現代アートは難しいもの?いやいや、そんなことはない。専門知識がなくても現代アートを楽しめる。今回、そんな素敵な場所を作っている方々にお話を伺った。

一人目は、今村育子さん。札幌駅前まちづくり株式会社の社員として、Think School (シンクスクール) を運営している。この学校は、札幌でアートとまちづくりを学ぶ場であり、アート専門家の養成所ではない。アートやまちづくりを通じて、考える方法を学ぶ学校だ。
もうお一人は、代々木・参宮橋でアートギャラリー Picaresque (ピカレスク) を営む松岡詩美さん。ピカレスクのコンセプトは、「わたしにちょうどいいアート」。一般的に、ギャラリーというと敷居が高いイメージだが、ピカレスクは、カラフルな絵はがきや、かわいいアクセサリーが並び、雑貨屋さんのようだ。

偶然だが、シンクスクールもピカレスクも、ともに2016年にスタートした。お二人は、どんな想いで専門家向けではなく、いわゆる「ふつう」の人に向けたアートの学校やギャラリーを始めようと思ったのだろうか?

対談インタビューは、オンラインで実施した。今村さんは札幌から、松岡さんは、出張先のアメリカ・ユタ州からの参加となった。初対面となるお二人の対談は、まず自己紹介からスタート。

今村 「はじめまして。私は、札幌出身で、シンクスクールの運営だけでなく、美術家として作品制作を行っています。会社では、自主事業のデザインや、アートとまちづくりに関する企画をしています。2016年から、シンクスクールを始めたのですが、その年は出産もしたので激動の年だったな、と思っています」

=====

= 作業内容 =
(a) 現代アートの文章によると、シンクスクールとピカレスクはともに何年に始まりましたか。
(b) 現代アートの文章のうち、「偶然だが、シンクスクールもピ」から「年だったな、と思っています」」までをすべて書き写してください。
(c) 現代アートの文章を、最後の文の次から書き進めてください。
これらの記録は、文章とは別の出所から取ったものです。

ボックス注釈データの行:
=====

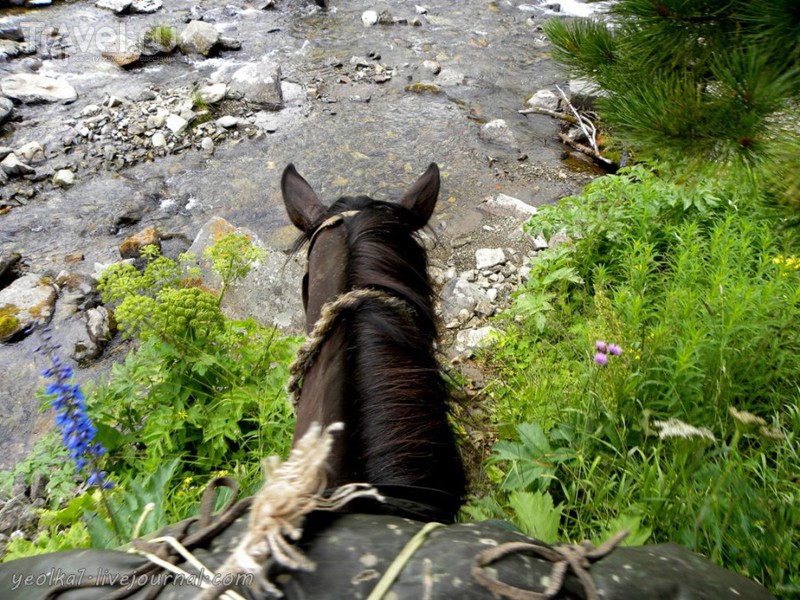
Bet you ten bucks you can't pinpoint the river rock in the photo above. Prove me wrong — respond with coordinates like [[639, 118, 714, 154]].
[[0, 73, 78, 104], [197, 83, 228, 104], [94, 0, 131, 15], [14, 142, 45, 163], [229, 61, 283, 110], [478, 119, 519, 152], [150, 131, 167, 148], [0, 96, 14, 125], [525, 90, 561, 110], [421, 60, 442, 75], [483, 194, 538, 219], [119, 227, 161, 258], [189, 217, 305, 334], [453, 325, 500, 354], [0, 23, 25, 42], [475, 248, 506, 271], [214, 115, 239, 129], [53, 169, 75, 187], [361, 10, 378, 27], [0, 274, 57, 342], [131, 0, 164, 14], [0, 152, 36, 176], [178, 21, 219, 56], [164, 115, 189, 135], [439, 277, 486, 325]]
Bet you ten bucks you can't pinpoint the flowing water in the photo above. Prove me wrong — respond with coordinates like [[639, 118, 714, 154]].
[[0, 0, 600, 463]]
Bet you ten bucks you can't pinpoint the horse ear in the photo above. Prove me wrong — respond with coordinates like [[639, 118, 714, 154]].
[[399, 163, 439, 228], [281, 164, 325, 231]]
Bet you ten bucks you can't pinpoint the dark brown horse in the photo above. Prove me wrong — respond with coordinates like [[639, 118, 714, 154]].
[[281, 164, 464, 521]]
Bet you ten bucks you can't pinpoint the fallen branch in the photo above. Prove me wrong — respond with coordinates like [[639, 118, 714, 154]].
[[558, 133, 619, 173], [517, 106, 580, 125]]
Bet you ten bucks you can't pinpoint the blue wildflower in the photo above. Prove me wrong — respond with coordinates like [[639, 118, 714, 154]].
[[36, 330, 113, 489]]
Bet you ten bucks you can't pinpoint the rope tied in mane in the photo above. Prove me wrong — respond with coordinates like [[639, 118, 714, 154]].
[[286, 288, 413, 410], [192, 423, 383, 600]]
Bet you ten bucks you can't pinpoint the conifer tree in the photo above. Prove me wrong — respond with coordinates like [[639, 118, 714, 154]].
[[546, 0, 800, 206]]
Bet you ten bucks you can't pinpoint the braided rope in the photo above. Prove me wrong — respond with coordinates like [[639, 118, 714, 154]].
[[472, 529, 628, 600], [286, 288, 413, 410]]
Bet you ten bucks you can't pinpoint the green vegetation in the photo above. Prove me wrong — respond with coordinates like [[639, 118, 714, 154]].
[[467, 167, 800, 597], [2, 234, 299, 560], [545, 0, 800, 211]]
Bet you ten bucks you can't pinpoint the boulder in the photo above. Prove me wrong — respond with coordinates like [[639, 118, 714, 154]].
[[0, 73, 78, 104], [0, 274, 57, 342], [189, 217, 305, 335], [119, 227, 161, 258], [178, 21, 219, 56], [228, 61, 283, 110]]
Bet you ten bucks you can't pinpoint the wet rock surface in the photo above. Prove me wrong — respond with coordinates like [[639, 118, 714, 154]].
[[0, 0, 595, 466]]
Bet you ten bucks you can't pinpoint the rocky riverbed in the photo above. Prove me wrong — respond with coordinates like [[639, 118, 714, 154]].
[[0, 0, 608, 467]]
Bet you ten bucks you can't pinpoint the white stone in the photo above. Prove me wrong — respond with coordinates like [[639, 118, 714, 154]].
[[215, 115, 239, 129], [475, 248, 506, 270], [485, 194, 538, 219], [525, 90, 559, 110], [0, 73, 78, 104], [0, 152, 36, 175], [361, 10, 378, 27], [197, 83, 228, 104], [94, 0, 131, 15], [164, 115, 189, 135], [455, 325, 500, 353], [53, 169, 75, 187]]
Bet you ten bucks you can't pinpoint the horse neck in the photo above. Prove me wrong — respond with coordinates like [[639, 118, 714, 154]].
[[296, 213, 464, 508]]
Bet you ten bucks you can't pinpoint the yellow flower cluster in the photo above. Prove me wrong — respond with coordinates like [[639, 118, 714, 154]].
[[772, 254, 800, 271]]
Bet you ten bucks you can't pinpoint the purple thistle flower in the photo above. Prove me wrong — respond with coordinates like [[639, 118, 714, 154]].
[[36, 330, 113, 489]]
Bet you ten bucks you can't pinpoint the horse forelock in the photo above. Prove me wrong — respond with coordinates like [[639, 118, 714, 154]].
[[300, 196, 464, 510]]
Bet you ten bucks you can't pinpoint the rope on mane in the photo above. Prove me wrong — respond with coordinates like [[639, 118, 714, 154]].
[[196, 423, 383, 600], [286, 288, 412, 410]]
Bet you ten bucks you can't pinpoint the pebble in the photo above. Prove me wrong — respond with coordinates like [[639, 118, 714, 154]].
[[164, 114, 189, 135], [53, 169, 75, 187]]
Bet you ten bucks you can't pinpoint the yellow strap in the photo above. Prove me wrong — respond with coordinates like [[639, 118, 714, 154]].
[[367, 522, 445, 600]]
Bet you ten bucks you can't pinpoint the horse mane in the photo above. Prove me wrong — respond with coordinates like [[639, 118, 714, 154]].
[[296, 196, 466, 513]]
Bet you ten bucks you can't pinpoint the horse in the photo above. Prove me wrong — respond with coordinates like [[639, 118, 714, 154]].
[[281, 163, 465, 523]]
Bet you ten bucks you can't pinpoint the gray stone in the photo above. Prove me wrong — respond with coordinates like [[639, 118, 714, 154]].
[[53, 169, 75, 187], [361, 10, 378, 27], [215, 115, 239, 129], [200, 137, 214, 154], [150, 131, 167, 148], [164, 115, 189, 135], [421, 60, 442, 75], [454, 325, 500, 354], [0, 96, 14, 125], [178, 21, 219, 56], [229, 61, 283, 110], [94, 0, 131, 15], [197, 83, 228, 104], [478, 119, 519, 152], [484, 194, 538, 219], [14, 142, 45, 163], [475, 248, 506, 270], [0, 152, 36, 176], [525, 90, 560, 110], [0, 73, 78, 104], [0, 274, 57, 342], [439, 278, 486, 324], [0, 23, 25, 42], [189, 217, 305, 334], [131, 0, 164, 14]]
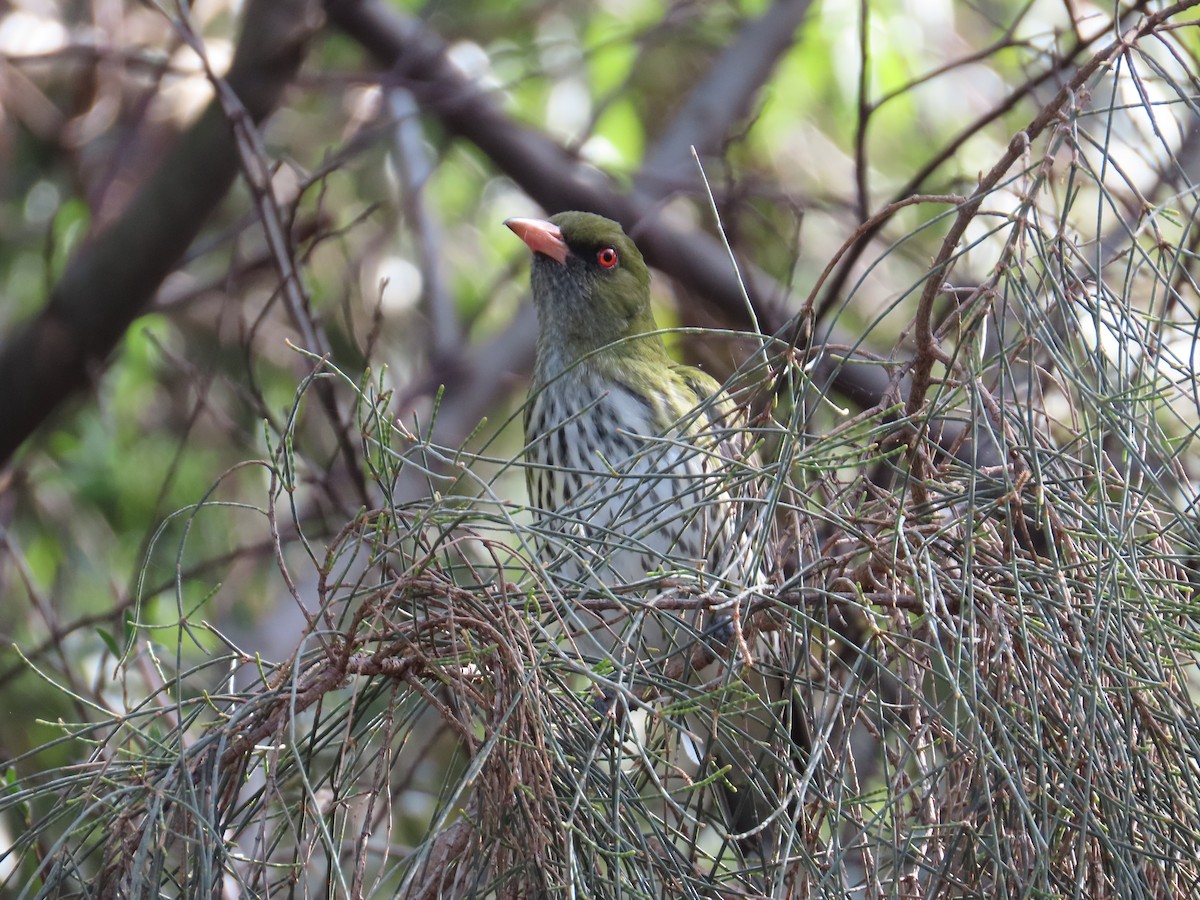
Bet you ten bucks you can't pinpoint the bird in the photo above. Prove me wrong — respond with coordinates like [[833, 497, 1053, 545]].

=====

= 課題の解答 =
(a) 2016年です。

(b)
偶然だが、シンクスクールもピカレスクも、ともに2016年にスタートした。お二人は、どんな想いで専門家向けではなく、いわゆる「ふつう」の人に向けたアートの学校やギャラリーを始めようと思ったのだろうか?

対談インタビューは、オンラインで実施した。今村さんは札幌から、松岡さんは、出張先のアメリカ・ユタ州からの参加となった。初対面となるお二人の対談は、まず自己紹介からスタート。

今村 「はじめまして。私は、札幌出身で、シンクスクールの運営だけでなく、美術家として作品制作を行っています。会社では、自主事業のデザインや、アートとまちづくりに関する企画をしています。2016年から、シンクスクールを始めたのですが、その年は出産もしたので激動の年だったな、と思っています」

(c)
松岡「この度は、光栄な機会をありがとうございます。簡単な自己紹介をすると、アメリカで生まれ、8歳のときに、鹿児島に引っ越しをしました。高校卒業後は、より深く美術について学ぶため、東京藝術大学美術学部に入学しました」
松岡さんは、大学時代、シンガポールの美術大学に一年間留学をする。そこで、「アートマネジメント」という考えに出会い、大きな衝撃を受ける。「アートマネジメント」とは、社会とアート/アーティストをつなぐための学問・職業のこと。松岡さんは、この考えを日本に広めたいと思うようになった。
松岡「卒業後、いろいろなところをフラフラしたり、お手伝いをしたりして、自分が理想とするアーティストと社会の繋がりを生み出している場所ってないのかなと考えていました。当時、なかなか『これだ!』と思える出会いがなかったため、じゃあ自分でやるしかないと思い立ち、スタートさせたのがピカレスクです。作品販売を通じて、アーティストの制作活動を支える根幹の一つとなる『お金』をお渡しできることへ、強いやりがいを感じております。ZOOMミーティングルームに入室する直前まで、緊張で吐きそうでしたが、優しそうな方でほっとしています」
今村「私も緊張していましたが、もう大丈夫です。お会いできてよかったです」
松岡「どうぞよろしくお願いします」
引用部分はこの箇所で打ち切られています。